[Short problem]
Resize the part of the records that opens with the line containing "instances of hiker" and runs through the end of the records. Give every line of that part again, requests included, but multiply each coordinate in the answers by 1.1 and round to whole numbers, halves up.

[Recorded information]
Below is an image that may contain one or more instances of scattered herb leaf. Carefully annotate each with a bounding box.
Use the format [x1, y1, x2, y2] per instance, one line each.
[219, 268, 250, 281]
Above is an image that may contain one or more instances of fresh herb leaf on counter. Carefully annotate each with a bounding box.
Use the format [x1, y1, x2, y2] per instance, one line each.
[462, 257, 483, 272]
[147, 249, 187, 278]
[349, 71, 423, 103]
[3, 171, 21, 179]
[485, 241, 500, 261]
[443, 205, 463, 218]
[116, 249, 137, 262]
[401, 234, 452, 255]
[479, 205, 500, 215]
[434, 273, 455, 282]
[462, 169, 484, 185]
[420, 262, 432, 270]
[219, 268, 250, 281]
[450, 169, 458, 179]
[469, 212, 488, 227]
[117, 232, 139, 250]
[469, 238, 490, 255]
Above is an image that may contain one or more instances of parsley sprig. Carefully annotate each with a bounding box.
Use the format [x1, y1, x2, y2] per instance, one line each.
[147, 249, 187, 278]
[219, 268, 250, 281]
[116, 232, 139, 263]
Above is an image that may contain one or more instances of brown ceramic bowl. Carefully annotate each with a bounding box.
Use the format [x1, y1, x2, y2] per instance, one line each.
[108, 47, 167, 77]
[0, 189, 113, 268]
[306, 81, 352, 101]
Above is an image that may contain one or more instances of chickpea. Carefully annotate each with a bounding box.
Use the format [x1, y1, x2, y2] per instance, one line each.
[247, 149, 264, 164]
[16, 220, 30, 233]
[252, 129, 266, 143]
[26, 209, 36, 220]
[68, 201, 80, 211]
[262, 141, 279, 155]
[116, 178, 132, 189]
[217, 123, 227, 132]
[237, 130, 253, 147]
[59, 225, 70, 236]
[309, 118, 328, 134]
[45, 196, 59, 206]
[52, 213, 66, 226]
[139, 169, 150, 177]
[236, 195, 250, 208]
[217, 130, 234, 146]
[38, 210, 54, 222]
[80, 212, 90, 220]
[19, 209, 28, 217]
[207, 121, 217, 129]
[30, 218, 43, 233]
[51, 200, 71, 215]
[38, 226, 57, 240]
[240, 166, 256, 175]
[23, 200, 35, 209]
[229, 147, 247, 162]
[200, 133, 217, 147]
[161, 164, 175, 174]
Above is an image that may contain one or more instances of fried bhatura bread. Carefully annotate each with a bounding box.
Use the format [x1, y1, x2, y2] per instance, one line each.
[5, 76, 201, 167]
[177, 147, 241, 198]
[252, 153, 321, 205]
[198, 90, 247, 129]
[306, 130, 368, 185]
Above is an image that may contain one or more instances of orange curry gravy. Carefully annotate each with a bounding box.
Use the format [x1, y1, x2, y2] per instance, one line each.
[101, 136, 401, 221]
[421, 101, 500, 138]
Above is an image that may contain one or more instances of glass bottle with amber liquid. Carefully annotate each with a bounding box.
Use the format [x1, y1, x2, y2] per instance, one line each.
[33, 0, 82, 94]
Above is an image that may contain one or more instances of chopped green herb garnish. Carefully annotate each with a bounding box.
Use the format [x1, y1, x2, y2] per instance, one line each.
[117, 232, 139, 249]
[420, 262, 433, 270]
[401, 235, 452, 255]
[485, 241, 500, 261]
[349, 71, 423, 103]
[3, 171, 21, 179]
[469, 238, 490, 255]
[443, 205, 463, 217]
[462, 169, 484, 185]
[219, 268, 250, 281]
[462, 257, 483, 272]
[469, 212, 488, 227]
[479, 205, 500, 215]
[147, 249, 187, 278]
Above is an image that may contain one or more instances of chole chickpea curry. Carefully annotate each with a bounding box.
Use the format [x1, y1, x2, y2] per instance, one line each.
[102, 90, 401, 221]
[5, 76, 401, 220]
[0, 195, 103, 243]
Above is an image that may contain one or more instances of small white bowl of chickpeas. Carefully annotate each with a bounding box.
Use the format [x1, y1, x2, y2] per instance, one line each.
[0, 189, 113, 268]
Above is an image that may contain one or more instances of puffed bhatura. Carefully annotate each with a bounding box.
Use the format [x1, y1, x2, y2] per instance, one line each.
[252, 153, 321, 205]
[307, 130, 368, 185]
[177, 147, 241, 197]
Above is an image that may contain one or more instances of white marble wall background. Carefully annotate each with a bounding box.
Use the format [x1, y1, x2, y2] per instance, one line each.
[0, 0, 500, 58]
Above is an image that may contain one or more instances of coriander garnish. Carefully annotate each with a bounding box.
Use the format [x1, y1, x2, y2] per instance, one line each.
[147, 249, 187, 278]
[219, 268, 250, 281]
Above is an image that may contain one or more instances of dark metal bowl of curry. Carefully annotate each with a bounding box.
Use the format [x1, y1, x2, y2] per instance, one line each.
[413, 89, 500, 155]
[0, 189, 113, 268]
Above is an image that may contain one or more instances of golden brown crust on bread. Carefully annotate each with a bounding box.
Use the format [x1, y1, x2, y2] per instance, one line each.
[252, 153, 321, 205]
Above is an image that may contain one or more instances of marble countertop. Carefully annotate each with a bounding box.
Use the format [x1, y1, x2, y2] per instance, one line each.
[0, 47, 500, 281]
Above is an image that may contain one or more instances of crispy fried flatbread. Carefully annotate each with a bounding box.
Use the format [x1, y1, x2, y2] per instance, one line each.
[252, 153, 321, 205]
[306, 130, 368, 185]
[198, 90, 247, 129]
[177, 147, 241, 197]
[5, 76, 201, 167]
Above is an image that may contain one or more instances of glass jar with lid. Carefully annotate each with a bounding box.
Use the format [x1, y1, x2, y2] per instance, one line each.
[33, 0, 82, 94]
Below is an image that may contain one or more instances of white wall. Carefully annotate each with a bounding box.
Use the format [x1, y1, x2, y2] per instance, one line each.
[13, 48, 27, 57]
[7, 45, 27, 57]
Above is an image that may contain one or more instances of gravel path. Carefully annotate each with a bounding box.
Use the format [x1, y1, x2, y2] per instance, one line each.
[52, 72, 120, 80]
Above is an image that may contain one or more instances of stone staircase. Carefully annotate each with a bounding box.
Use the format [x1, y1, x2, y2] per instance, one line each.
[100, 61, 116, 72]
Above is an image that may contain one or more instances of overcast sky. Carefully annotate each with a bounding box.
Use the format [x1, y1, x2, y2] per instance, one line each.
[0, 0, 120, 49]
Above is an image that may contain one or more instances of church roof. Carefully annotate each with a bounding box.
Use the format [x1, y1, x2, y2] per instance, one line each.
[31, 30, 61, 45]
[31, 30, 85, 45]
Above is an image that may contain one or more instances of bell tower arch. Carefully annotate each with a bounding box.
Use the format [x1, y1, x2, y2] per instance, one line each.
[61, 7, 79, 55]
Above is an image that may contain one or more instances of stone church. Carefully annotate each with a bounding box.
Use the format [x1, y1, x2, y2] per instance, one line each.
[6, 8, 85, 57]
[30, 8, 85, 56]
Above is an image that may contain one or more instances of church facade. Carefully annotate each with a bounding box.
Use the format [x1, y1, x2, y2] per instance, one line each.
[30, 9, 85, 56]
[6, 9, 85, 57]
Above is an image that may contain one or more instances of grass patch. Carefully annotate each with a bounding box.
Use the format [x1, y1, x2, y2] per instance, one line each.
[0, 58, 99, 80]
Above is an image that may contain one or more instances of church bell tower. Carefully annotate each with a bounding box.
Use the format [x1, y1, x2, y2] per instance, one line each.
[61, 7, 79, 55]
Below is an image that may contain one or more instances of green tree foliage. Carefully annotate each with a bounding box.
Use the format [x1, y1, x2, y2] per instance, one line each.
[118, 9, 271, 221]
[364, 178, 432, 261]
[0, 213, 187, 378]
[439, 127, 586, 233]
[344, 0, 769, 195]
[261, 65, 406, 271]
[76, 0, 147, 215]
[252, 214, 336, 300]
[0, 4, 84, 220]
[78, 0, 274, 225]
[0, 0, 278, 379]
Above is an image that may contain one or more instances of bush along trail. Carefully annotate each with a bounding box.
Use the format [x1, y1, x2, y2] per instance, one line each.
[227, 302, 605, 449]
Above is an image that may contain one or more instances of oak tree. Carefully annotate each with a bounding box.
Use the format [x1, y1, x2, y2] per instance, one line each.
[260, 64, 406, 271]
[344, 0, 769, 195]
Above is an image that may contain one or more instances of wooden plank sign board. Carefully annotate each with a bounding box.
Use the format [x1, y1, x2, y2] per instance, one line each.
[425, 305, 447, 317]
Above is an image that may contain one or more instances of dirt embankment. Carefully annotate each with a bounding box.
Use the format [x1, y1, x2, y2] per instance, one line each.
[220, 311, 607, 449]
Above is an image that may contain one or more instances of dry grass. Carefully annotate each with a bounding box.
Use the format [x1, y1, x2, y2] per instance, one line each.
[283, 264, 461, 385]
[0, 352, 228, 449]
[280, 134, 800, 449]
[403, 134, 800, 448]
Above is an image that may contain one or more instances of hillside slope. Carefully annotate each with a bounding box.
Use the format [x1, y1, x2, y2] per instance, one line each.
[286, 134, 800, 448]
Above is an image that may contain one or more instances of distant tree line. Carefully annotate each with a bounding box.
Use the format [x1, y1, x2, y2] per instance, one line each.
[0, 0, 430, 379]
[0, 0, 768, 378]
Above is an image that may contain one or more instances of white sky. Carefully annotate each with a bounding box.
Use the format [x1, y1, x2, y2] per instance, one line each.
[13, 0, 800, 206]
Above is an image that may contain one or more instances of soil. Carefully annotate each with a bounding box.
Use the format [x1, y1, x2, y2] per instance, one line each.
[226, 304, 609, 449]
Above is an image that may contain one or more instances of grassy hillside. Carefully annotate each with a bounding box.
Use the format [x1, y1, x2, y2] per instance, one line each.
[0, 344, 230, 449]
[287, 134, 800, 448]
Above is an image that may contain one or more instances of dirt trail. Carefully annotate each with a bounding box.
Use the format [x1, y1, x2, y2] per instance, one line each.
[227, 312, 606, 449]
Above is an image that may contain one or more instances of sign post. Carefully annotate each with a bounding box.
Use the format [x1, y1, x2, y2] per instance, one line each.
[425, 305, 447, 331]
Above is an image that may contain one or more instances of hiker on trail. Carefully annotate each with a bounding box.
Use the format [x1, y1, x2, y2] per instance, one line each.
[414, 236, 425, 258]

[Response]
Above is an image that may contain one or more instances of hiker on trail. Carefully annotate each with a bounding box.
Use the format [x1, y1, x2, y2] per instance, one line each.
[455, 260, 468, 284]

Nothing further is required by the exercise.